**TEXT EXTRACT**
-- START --

If that happens, people everywhere else in Nunavut will feel its indirect effects. After decentralization is finished, Nunavut’s capital city will still host the largest number of government employees, especially those key headquarters people who plan and direct government services for the entire territory. Even now, we have clear evidence before us showing that Iqaluit’s planning-related housing shortage is hurting the Nunavut government’s ability to recruit the people it needs to do its work.

But it’s not just one crisis that Iqaluit faces right now — it’s many crises looming at once. Here’s a short summary of them:

• Water treatment, the service that protects you from getting sick when you drink straight from the tap, will soon be inadequate. The city is already planning to spend money that it may or may not have this fall to increase its water treatment capacity.

• The water reservoir, without more expansion, will reach its maximum storage capacity in five years.

• Aging sewer pipes — some sections of Iqaluit’s sewer pipe system are already leaking, while are others are too small to handle the expected sewage flow in years to come.

• Inadequate sewage treatment —the city’s three-year-old, $7-million sewage plant still isn’t operating, while at the same time the city is now facing a serious set of Fisheries Act charges laid in connection with sewage spills from its ancient sewage lagoon.

-- END --

**GIVEN DATA**
-- START --

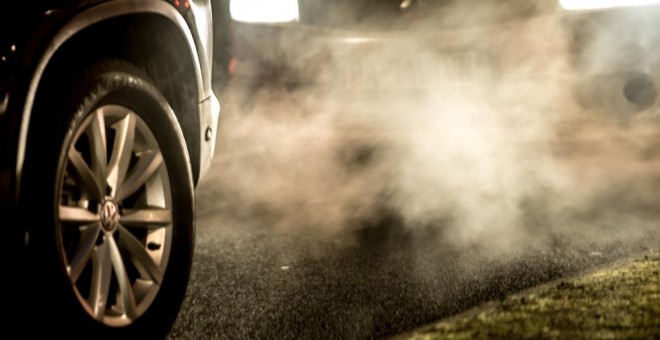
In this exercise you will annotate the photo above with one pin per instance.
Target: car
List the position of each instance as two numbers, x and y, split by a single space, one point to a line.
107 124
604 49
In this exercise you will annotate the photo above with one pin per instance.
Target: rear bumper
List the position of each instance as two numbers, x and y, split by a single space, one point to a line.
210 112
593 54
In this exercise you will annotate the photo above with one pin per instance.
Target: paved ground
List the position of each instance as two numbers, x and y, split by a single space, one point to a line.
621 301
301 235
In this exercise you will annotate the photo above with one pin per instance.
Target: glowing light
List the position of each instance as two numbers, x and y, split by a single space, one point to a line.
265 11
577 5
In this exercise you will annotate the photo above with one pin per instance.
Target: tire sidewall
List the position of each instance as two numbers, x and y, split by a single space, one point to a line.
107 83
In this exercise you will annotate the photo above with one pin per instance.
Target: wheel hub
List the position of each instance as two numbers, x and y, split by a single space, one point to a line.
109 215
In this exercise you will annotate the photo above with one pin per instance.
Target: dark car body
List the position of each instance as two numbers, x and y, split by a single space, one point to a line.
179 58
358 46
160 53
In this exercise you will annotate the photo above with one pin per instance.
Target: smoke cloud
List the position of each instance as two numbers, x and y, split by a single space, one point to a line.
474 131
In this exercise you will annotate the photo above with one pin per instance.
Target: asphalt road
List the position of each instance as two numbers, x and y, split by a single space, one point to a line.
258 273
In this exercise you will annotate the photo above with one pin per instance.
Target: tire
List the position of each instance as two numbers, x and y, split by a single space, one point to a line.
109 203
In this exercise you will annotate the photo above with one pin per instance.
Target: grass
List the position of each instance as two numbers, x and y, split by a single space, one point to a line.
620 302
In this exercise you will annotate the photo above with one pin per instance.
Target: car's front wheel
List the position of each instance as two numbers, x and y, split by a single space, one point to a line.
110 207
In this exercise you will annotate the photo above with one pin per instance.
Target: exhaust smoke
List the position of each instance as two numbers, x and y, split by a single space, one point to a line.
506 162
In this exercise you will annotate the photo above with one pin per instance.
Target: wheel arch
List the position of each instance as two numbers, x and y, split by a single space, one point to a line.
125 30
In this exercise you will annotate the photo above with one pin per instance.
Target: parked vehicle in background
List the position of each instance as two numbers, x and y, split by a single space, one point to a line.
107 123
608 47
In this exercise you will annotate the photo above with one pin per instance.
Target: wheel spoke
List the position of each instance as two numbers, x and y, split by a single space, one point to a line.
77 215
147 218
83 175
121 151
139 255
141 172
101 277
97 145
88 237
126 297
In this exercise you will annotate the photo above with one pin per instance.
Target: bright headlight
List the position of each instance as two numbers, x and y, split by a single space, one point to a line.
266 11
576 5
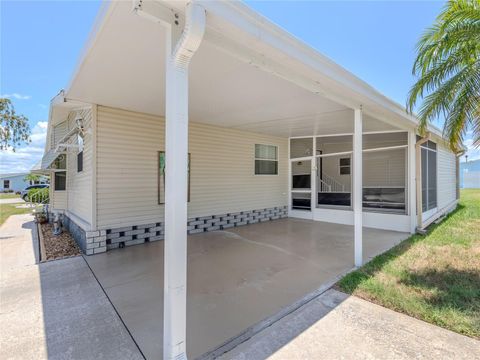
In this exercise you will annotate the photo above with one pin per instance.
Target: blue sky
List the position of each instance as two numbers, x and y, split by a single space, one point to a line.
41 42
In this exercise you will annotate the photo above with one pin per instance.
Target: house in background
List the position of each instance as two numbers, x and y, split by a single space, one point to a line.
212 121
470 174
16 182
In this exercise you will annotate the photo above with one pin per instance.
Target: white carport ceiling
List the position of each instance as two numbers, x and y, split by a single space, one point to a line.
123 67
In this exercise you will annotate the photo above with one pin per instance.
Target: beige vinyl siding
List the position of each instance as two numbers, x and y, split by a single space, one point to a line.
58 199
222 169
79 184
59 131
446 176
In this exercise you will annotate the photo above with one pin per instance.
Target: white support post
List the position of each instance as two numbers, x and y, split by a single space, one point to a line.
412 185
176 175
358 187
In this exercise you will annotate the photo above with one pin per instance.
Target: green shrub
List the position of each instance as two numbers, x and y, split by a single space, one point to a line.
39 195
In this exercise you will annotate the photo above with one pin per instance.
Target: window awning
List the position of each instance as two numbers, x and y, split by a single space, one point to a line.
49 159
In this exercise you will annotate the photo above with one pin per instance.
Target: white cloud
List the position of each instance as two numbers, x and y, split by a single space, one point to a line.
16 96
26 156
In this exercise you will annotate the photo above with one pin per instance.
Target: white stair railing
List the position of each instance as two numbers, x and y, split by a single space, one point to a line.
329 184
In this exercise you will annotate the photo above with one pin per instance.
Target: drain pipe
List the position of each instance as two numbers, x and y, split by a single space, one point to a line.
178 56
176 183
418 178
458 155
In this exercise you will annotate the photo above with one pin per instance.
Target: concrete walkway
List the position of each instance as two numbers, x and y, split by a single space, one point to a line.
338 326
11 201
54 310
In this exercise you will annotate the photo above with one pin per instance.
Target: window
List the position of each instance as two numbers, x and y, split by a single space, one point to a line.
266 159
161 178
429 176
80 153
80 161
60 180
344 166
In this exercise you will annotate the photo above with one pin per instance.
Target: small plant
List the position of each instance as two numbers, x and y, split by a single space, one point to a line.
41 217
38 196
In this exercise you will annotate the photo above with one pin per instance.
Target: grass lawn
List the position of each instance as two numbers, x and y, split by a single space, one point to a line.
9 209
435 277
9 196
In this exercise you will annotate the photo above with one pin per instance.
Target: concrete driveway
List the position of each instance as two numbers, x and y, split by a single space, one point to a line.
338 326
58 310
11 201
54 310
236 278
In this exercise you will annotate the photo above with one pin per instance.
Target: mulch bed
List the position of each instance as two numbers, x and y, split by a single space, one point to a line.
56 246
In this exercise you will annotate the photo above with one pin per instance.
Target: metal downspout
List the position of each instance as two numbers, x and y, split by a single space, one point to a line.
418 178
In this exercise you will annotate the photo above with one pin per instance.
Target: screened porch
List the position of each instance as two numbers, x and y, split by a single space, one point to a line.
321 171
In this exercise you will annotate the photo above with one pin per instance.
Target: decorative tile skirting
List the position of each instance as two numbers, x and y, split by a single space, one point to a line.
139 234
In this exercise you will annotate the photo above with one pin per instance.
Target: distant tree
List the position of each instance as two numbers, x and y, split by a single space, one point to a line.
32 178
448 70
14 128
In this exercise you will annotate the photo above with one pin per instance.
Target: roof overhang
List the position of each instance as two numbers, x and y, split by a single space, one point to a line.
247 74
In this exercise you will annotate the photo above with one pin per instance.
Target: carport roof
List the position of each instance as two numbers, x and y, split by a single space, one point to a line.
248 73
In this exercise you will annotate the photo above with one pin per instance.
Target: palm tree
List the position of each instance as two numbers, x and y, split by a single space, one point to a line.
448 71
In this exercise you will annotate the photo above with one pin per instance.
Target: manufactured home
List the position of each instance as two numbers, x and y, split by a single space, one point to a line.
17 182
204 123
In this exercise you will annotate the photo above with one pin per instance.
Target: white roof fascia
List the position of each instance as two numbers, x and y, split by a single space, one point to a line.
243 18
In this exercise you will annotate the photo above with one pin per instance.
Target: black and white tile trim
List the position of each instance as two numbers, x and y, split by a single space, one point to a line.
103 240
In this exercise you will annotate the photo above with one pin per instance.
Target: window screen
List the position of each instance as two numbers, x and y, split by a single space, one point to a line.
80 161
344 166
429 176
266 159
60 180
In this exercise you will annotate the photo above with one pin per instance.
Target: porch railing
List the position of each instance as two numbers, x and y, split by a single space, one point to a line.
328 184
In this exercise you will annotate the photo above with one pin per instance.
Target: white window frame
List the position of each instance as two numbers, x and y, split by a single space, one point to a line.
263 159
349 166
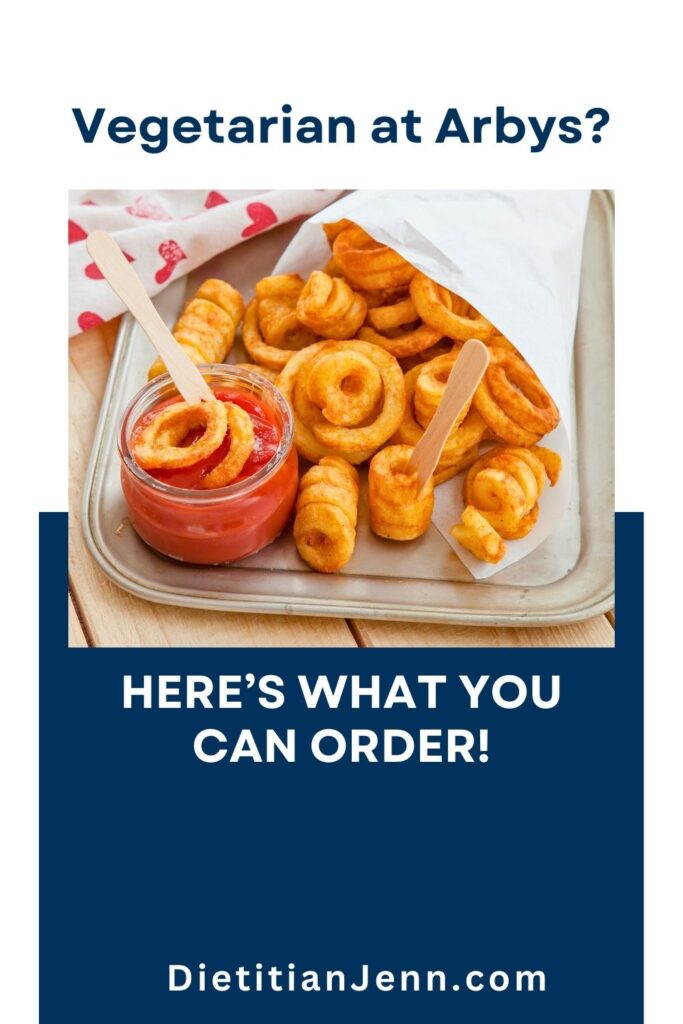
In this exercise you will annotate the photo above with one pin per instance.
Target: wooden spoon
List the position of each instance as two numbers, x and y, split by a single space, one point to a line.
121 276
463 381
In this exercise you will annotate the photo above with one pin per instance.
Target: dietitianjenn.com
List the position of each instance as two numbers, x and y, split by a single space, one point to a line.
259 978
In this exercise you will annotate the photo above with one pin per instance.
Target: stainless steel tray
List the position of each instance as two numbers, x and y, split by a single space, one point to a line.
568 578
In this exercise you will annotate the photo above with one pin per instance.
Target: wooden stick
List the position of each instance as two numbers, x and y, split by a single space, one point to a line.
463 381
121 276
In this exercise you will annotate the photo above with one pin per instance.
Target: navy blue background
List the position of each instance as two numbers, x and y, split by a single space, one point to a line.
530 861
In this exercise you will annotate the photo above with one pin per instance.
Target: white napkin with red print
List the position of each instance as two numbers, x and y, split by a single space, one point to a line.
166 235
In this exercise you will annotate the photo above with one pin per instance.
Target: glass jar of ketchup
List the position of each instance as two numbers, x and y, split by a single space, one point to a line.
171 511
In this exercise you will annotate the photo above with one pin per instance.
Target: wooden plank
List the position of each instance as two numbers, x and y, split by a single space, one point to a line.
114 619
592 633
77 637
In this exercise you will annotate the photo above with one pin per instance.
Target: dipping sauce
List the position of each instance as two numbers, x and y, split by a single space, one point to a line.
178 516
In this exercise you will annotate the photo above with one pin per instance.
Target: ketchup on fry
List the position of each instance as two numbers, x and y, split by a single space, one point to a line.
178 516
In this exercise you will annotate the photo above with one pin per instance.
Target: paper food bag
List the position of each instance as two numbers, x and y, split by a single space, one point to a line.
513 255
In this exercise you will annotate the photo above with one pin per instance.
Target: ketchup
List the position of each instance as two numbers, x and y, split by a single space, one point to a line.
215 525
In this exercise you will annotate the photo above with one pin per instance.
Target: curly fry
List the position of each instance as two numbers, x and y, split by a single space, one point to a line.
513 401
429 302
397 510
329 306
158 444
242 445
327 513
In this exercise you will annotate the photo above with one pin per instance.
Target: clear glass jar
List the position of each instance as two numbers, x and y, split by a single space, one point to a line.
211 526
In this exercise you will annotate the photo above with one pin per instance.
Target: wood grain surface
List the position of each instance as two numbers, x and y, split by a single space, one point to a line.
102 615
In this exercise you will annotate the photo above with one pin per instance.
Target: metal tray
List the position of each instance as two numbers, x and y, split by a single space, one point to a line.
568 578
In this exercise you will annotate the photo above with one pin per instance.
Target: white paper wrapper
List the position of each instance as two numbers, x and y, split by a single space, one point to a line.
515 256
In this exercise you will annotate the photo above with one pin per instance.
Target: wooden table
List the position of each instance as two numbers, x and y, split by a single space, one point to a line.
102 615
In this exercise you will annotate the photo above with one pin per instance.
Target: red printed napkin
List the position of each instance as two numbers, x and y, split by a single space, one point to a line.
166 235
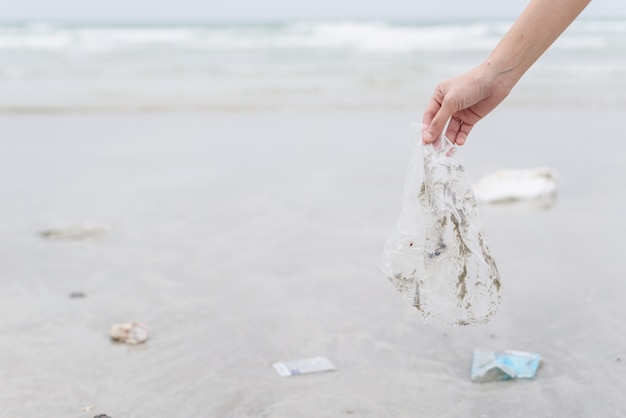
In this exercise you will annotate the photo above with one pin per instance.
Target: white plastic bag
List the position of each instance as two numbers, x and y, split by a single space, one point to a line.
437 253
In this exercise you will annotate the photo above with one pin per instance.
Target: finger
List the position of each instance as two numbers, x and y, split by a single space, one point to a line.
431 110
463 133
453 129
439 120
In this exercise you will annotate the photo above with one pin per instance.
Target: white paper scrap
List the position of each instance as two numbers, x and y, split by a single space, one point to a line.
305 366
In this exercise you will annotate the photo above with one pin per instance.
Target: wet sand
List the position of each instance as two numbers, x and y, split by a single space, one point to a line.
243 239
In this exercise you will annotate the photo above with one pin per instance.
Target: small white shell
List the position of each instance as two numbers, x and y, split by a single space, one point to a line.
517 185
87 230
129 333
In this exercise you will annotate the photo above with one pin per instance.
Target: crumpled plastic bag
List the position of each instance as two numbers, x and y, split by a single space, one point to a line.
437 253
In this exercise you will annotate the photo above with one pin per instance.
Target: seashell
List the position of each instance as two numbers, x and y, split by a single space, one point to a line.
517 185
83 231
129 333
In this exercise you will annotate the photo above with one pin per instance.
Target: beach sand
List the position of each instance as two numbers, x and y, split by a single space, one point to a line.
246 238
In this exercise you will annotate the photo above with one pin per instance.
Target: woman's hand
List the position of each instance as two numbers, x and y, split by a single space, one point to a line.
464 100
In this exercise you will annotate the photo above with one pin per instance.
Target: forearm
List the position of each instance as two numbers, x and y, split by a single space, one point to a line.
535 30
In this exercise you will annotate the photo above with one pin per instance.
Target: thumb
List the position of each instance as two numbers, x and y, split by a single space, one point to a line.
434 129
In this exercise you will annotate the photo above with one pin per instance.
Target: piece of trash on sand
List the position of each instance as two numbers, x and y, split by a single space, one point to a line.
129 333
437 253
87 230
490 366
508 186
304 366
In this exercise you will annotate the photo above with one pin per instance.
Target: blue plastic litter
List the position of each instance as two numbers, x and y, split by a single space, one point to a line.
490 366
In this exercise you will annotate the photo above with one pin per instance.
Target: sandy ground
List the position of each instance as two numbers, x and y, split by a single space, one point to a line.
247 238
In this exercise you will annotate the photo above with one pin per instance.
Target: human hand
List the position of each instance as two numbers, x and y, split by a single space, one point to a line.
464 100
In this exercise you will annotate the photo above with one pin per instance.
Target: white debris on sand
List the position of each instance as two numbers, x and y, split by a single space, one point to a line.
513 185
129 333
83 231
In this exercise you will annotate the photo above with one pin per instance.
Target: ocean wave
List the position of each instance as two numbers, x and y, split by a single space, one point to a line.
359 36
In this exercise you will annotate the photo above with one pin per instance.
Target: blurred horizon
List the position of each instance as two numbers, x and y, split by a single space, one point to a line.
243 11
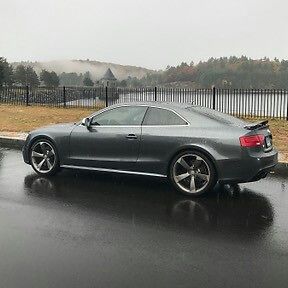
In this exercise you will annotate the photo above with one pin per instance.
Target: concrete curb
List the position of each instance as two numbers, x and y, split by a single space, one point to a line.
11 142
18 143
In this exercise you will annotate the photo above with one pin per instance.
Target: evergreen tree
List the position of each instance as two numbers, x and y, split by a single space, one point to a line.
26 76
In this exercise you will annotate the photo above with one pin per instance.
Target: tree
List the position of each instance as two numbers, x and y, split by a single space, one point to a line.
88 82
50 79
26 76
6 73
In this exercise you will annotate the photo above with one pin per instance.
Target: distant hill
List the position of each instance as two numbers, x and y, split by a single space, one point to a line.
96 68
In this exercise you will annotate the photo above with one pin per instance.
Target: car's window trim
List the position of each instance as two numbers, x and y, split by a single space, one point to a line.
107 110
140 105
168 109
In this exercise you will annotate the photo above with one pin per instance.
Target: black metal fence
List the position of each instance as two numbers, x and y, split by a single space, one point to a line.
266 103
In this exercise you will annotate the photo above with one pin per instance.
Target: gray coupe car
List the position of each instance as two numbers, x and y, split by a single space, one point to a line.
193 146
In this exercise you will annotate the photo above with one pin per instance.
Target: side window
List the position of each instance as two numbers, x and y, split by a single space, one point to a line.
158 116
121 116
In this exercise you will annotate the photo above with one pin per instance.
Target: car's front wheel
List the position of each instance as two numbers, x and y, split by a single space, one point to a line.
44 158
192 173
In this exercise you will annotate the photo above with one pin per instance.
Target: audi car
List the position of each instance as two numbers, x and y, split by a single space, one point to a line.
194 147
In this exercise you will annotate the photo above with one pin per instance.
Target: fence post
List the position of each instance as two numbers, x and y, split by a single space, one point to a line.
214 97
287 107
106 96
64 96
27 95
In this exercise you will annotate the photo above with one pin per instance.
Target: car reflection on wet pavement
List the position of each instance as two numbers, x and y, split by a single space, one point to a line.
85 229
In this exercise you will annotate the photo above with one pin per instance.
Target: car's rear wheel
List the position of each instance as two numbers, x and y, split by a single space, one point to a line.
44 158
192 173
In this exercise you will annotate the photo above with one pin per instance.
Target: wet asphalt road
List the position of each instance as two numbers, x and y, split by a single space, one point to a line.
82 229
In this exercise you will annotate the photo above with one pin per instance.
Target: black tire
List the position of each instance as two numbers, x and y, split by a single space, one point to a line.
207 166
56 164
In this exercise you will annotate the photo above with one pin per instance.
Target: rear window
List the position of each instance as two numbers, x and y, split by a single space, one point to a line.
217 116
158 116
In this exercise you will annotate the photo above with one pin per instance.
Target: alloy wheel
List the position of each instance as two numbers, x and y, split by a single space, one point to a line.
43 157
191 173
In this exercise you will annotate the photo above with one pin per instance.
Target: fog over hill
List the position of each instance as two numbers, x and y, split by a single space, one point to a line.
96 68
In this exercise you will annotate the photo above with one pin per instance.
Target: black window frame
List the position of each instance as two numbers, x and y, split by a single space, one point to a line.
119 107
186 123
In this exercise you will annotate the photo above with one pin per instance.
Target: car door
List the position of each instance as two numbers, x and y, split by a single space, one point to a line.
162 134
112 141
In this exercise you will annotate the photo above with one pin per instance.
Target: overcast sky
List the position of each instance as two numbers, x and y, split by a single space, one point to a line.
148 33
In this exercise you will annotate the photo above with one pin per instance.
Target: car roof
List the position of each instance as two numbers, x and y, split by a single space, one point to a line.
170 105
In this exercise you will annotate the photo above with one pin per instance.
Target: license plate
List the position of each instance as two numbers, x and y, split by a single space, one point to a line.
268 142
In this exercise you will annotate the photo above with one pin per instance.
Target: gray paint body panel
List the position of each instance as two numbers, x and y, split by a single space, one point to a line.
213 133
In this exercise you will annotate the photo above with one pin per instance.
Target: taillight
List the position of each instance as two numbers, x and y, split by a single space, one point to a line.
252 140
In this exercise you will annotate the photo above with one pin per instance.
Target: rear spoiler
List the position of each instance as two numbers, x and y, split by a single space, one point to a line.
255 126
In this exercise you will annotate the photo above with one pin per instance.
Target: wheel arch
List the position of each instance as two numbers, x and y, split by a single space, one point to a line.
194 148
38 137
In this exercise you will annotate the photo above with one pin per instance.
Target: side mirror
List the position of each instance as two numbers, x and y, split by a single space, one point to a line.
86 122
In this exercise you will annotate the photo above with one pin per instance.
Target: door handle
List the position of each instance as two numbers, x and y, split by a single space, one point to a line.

-- END --

**REQUIRED WORK**
**a)** Reproduce the Iqaluit passage from "If that happens, people" to "do its work.", word for word.
**b)** List every line in the records that contains the string "tile".

**ANSWER LIST**
**a)**
If that happens, people everywhere else in Nunavut will feel its indirect effects. After decentralization is finished, Nunavut’s capital city will still host the largest number of government employees, especially those key headquarters people who plan and direct government services for the entire territory. Even now, we have clear evidence before us showing that Iqaluit’s planning-related housing shortage is hurting the Nunavut government’s ability to recruit the people it needs to do its work.

**b)**
Target: decorative tile skirting
Target: black and white tile trim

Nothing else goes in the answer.